GIVEN INSTRUCTION
Rename "weed" to "wild plant" in the stretch from the line containing "Thank you for the photo. Could you please annotate the villa" through the line containing "(1262, 363)", and return only those lines with everything else unchanged.

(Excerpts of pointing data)
§ §
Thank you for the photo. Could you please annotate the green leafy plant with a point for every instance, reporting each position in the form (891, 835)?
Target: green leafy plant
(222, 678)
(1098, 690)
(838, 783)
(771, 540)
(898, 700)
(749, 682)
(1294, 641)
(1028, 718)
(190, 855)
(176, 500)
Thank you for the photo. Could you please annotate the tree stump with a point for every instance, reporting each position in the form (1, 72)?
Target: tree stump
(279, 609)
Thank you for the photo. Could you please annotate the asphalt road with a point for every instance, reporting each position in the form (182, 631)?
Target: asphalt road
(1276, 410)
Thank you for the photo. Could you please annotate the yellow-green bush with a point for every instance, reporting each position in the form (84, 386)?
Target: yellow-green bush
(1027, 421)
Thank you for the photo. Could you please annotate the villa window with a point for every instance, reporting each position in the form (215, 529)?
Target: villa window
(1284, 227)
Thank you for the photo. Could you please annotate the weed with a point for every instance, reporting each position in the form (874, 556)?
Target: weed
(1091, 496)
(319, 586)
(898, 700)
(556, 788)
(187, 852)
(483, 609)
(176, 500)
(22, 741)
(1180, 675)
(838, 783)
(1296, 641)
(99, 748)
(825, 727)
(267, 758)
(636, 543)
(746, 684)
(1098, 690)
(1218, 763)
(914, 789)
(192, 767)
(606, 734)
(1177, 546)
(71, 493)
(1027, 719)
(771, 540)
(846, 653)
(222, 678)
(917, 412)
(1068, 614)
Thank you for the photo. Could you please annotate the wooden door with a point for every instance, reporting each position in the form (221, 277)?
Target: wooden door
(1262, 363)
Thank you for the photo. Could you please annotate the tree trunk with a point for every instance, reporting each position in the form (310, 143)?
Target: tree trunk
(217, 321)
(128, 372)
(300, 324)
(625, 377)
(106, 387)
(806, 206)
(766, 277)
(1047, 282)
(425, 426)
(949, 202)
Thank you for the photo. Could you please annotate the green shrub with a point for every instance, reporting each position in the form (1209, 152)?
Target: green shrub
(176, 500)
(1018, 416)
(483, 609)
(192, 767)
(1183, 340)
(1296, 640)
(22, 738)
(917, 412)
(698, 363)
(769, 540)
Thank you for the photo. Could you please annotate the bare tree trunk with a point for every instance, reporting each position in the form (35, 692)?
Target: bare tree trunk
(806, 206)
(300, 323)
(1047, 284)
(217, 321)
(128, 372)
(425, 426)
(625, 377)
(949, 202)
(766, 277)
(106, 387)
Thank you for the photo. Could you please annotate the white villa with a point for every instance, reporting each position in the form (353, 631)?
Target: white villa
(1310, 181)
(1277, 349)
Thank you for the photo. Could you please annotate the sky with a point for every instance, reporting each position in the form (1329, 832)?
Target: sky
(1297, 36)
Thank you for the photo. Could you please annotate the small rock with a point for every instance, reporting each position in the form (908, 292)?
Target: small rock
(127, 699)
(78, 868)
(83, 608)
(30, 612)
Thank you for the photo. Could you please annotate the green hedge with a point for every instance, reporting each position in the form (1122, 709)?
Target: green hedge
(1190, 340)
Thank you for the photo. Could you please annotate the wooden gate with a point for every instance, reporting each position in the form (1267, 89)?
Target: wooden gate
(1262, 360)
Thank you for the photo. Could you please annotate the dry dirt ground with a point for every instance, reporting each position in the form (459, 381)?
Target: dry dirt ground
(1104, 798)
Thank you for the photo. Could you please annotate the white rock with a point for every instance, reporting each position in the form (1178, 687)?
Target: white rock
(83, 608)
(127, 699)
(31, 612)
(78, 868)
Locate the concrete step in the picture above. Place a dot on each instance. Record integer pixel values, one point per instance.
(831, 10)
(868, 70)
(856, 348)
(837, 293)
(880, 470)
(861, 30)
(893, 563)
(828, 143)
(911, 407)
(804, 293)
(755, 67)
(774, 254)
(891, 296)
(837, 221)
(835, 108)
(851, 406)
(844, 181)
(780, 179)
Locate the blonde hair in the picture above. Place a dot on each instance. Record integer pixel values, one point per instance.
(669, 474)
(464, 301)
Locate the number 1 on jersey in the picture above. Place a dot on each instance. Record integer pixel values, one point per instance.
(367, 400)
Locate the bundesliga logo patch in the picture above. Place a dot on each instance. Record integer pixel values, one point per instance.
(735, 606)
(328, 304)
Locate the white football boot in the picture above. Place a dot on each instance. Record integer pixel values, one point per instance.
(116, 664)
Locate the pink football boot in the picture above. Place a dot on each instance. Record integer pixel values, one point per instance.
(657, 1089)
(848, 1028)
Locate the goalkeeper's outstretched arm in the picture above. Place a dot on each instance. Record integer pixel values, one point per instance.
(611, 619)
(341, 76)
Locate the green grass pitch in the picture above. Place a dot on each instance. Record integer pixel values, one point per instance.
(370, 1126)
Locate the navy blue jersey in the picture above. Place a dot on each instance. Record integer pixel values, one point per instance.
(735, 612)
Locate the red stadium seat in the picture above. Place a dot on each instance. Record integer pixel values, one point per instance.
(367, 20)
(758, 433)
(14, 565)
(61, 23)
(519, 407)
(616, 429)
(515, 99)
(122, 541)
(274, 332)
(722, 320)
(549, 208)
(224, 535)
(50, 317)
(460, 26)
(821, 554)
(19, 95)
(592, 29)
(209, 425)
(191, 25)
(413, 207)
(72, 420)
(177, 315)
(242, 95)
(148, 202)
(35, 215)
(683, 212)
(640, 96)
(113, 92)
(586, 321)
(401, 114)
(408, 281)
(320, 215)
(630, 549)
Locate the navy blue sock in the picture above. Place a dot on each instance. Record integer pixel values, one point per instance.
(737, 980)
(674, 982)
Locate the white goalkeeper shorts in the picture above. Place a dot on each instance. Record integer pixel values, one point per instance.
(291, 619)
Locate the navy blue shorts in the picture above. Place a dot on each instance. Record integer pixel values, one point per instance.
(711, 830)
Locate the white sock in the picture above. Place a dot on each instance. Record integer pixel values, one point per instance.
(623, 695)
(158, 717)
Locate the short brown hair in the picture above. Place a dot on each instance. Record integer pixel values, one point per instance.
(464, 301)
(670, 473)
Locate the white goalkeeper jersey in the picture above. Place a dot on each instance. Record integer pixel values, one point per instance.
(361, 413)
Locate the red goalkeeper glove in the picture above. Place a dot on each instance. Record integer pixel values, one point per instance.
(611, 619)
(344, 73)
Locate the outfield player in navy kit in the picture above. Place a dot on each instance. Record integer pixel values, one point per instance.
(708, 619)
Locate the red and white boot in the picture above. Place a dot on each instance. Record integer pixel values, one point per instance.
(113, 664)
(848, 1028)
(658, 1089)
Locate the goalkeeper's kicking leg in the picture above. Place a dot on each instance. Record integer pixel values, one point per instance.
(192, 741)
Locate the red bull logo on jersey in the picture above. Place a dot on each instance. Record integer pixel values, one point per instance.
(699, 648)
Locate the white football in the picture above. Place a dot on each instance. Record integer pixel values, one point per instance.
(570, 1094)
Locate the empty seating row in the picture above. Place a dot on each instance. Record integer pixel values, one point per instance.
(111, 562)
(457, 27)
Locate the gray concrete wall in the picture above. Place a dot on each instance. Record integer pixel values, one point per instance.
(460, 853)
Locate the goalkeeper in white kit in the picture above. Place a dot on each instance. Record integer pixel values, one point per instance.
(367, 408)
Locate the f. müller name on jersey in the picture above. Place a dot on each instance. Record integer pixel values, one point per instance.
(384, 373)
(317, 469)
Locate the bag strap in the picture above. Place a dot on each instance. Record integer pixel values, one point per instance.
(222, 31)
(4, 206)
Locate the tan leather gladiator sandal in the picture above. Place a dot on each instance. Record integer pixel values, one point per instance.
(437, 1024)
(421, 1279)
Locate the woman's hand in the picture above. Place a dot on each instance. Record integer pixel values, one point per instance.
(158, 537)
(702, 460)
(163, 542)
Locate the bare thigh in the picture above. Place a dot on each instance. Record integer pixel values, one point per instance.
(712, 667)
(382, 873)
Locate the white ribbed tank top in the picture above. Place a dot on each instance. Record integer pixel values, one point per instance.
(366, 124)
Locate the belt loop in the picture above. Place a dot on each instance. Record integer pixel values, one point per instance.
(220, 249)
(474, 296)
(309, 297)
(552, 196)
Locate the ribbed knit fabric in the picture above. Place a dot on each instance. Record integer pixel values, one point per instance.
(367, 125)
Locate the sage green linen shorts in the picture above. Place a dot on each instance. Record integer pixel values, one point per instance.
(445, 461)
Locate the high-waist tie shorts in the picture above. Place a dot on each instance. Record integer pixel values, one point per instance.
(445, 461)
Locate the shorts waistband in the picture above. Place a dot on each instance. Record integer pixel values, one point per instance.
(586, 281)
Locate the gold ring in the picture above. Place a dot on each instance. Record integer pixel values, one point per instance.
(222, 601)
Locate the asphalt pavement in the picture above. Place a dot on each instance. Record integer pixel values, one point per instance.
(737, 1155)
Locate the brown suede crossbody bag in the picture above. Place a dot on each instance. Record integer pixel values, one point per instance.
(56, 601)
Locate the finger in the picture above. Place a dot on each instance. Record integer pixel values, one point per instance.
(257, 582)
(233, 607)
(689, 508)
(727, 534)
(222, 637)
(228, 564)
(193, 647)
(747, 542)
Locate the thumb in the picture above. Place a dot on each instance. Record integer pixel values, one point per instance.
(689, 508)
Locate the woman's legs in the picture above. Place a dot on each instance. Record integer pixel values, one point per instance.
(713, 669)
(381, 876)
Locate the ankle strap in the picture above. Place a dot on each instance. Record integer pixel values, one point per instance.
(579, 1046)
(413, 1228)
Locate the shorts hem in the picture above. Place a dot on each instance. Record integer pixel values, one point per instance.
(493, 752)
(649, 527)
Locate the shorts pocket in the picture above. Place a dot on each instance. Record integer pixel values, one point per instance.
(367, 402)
§ §
THE RESPONSE
Thank you for the photo. Could you please annotate the villa window with a point for every instance, reporting each position in the form (215, 529)?
Target: villa window
(1284, 227)
Thank you for the photo. Could you please annotate the wild plant with a point for every instance, reporting each position in the form (874, 556)?
Target: wild plant
(1091, 496)
(319, 586)
(898, 700)
(556, 788)
(187, 852)
(483, 609)
(176, 500)
(22, 741)
(1180, 675)
(838, 783)
(1296, 641)
(99, 748)
(825, 727)
(267, 758)
(636, 543)
(746, 684)
(1098, 690)
(1218, 763)
(914, 789)
(192, 767)
(606, 734)
(1177, 546)
(71, 493)
(1027, 719)
(771, 540)
(846, 653)
(222, 678)
(917, 412)
(1068, 614)
Thank you for the photo. Could you please annotate the wooden door with a point for every instance, reporting each position in the form (221, 277)?
Target: wooden door
(1262, 363)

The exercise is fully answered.